### Records for the task

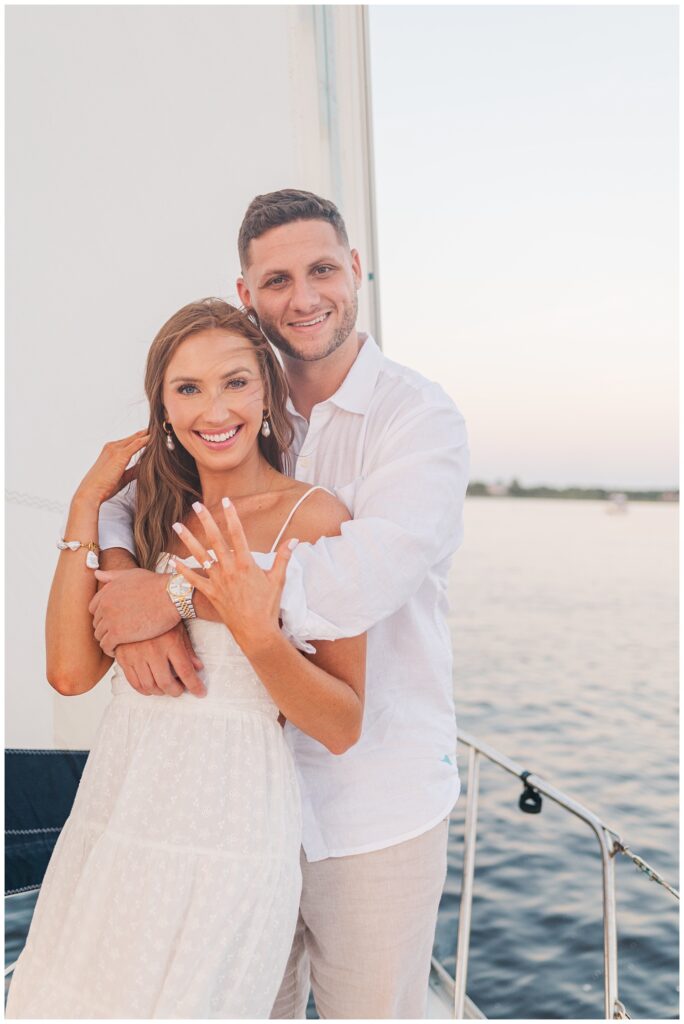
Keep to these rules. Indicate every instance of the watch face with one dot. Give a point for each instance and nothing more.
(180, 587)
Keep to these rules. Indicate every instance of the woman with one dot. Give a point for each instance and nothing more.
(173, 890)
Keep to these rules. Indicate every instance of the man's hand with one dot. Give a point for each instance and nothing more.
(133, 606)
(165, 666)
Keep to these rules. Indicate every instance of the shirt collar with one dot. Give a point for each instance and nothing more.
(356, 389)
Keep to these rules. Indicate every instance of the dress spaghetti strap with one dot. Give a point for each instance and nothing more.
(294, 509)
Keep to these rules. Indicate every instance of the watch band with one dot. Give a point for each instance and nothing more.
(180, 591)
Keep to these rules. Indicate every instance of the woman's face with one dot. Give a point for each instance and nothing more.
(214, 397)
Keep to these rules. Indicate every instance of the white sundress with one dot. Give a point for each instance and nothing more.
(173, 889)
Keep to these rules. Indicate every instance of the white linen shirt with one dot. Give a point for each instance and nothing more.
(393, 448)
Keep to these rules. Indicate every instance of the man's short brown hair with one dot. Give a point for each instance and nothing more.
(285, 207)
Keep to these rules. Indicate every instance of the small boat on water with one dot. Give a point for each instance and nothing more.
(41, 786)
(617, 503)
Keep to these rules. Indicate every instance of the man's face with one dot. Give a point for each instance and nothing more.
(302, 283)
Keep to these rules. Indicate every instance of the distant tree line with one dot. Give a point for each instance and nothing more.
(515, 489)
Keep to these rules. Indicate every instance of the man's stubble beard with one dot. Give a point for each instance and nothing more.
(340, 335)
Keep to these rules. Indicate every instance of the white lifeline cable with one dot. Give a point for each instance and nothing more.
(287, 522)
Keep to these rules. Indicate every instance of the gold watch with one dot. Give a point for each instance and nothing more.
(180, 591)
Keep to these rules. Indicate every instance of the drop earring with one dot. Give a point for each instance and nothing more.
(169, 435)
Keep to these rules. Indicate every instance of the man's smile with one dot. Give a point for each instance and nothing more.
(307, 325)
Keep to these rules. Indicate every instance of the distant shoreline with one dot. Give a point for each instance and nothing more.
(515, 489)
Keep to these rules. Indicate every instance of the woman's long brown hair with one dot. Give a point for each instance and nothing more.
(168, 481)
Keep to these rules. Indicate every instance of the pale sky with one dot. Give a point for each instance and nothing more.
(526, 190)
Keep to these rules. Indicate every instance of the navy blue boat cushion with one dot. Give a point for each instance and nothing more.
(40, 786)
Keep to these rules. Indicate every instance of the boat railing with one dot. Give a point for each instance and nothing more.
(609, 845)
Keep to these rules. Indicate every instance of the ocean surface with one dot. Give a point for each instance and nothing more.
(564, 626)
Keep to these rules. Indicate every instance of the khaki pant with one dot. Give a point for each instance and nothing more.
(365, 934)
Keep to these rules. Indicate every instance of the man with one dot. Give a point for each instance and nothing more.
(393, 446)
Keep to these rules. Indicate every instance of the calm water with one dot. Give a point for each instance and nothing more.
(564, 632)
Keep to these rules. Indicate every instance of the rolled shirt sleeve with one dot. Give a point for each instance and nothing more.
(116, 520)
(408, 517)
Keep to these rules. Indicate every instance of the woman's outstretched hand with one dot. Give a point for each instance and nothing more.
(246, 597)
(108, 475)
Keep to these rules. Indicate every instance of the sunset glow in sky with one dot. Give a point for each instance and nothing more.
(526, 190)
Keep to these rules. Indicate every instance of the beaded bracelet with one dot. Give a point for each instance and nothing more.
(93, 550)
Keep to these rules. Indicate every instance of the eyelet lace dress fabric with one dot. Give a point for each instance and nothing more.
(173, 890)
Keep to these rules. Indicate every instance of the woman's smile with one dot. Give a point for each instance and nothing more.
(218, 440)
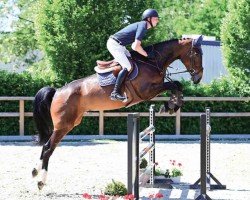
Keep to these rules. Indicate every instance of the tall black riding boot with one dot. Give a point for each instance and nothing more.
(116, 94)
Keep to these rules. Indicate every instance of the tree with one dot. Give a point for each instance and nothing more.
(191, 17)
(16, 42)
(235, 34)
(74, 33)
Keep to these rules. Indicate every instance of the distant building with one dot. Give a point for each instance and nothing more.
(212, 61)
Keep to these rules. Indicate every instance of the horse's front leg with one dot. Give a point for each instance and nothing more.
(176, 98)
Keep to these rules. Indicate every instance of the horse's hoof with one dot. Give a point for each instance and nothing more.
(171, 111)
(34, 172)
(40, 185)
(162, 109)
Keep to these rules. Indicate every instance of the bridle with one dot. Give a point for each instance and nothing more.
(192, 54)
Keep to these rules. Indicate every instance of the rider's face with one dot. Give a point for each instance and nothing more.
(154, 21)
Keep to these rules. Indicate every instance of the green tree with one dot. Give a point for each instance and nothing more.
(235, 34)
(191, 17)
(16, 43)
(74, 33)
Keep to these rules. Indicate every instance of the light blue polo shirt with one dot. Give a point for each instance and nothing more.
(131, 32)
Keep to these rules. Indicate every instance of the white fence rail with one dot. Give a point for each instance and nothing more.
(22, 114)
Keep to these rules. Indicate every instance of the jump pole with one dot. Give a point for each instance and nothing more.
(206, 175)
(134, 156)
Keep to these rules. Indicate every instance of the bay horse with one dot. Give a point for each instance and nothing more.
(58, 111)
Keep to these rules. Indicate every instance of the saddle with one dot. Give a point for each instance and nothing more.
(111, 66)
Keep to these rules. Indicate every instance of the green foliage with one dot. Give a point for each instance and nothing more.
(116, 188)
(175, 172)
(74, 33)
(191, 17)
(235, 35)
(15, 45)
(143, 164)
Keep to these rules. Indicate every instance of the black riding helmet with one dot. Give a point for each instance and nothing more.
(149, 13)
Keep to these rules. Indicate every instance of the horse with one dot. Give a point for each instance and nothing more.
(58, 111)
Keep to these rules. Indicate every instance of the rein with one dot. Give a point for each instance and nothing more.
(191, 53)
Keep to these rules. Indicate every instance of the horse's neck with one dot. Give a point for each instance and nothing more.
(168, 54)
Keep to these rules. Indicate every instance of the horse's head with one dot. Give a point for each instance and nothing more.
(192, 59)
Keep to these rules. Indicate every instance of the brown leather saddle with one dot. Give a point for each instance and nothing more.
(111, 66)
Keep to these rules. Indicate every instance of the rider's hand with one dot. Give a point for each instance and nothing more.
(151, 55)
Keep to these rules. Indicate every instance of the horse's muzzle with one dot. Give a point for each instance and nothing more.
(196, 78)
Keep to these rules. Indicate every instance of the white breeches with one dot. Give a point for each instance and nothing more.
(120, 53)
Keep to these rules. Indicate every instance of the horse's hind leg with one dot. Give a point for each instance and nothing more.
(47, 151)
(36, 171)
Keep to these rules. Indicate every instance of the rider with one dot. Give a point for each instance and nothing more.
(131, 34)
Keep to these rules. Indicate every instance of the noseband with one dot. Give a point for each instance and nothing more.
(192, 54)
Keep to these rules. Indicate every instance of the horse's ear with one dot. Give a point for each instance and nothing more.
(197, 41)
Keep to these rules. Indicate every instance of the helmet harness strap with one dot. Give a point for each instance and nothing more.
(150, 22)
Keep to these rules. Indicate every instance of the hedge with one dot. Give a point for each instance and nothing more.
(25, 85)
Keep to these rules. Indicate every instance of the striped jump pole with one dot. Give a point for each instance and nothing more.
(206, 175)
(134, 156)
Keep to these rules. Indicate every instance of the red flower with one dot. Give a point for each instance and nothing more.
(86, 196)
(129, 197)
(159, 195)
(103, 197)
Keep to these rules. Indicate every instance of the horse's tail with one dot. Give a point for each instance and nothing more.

### Task description
Set down nothing but the lines from the one containing "Keep to these rules. Indicate every instance of the horse's ear" through the final line above, exactly as written.

### Task output
Keep to these rules. Indicate every instance of the horse's ear with one dot. Give a point for each instance and nothing more.
(197, 41)
Keep to these rules. Indicate every instance of the helmet harness strap with one dot. Give a point for each instance and nothing more.
(150, 22)
Keep to these rules. Indicate every instance of the hedge with one dot. Give a point for each instance and nothing more.
(25, 85)
Keep to these rules. Indicate every instance of the striped jump pole with one dot. Give a point for each instance and nothing more.
(206, 175)
(134, 156)
Keep to these rules. Indicate every instance of the red flower with one dot. Give a point for each instance and nothing more.
(86, 196)
(129, 197)
(159, 195)
(103, 197)
Keep to these rules. Indicate every instance of the horse's tail with one dot. Give a point for each instance and nothing more.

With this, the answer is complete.